The data below needs to be returned exactly, line for line.

━━━━━━━━━━

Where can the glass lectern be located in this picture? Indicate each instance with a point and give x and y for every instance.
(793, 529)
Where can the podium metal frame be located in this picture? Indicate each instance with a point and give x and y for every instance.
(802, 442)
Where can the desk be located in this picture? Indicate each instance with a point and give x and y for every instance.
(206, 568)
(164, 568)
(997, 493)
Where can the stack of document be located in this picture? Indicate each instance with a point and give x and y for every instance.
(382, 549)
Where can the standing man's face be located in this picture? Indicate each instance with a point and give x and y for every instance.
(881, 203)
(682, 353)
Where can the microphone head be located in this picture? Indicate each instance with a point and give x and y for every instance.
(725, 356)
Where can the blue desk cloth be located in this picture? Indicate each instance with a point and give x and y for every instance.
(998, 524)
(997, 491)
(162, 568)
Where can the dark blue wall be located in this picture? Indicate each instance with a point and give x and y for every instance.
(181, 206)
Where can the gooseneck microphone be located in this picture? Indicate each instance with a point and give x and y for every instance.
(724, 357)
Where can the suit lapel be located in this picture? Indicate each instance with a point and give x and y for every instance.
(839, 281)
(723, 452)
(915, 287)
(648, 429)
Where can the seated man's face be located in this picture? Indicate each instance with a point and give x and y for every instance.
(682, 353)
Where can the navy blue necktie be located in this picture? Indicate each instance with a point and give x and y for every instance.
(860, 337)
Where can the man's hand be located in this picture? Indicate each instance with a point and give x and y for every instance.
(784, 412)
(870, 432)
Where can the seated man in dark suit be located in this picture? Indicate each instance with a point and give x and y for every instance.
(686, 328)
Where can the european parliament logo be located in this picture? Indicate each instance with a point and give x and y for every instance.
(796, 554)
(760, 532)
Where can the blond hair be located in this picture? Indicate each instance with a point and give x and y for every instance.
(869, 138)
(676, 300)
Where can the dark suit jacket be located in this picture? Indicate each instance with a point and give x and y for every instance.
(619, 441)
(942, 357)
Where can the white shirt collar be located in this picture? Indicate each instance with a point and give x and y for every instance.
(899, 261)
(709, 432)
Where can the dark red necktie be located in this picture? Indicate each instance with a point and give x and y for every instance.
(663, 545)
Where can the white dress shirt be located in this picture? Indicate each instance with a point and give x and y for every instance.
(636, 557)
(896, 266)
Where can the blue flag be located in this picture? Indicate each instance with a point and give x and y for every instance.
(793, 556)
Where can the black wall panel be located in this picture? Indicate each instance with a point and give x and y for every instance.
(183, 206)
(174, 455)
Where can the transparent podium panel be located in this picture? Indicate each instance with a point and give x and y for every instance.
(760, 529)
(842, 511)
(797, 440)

━━━━━━━━━━

Response to this exercise –
Where can the glass lectern be located in this picture? Indicate each instance with a point and give x and y for every instance.
(793, 529)
Where can the podium metal frame be located in this picture? Indicate each instance with a point and give x and y for every instance.
(802, 442)
Where can the desk be located in this picture? Indicate each instance with a point and give x and y for every instance.
(206, 568)
(164, 568)
(997, 493)
Where can the stack of document be located in this picture? Indicate each instance with a point and give x and y for every instance.
(382, 549)
Where can the standing man's face be located in this picture? Indicate each instance with a point and give x and y for every instance.
(881, 203)
(682, 353)
Where can the microphone head be located in this picture? Indicate each instance with a point and give x and y for every instance.
(725, 356)
Where can the blue desk cloth be located in this picture? Indicate each instance with a point and give x and y for every instance.
(998, 524)
(997, 491)
(162, 568)
Where can the dark blue wall be located in this picture? Indicate each instance with a point and give x and y for every instance.
(181, 206)
Where can the gooseneck microphone be located in this picture? Indicate each instance with a point and give x and y for every instance.
(724, 357)
Where can the suit lapel be located in this picture? Indicate each instance with a point and give x and y for every instance.
(839, 281)
(723, 452)
(915, 287)
(648, 429)
Where can the seated man's face be located in this picture? Indicate each instance with a point and give x and y for every instance.
(682, 353)
Where can the navy blue necktie be located in this picture? Indicate each instance with a point and give x and y for every instance.
(860, 337)
Where can the man's hand be located in this picture? Indicate each instance with a point and give x and y for every instance.
(784, 412)
(870, 432)
Where can the seated man in dark suit be located in this picture? Indicate each instance with a point and give x and y for every instance.
(686, 328)
Where can the european parliament logo be located in this picture? Indicate each instance with a point and give x and y for every instance.
(796, 554)
(760, 532)
Where can the blond hair be located in this picture? Indicate each instance with a point and give x and y for every instance.
(869, 138)
(676, 300)
Where can the dark suit jacket be located in this picture? Indicate each instance with a point and give x and y for every instance.
(619, 441)
(942, 357)
Where can the white shirt collar be located in this picture? Indicate each instance with a point and give x and y for every instance.
(899, 261)
(709, 432)
Where can the dark red necktie be located in this picture? Indicate each instance with a point and give x and y for every instance.
(663, 545)
Where can the white dress shirt be located in this picture? Indicate each instance with a point and give x and y for every instance.
(636, 557)
(896, 266)
Where can the blue flag be located in this picture? Indicate each instance with a point and give x and y for every instance.
(793, 556)
Where can the black wall panel be located in this picture? Indicate each instance with a point and give x and y for every instance.
(183, 206)
(174, 455)
Where can the transparent podium panel be located in this picture? Indicate each instance with a point and give x and y for every instance.
(760, 529)
(842, 511)
(797, 440)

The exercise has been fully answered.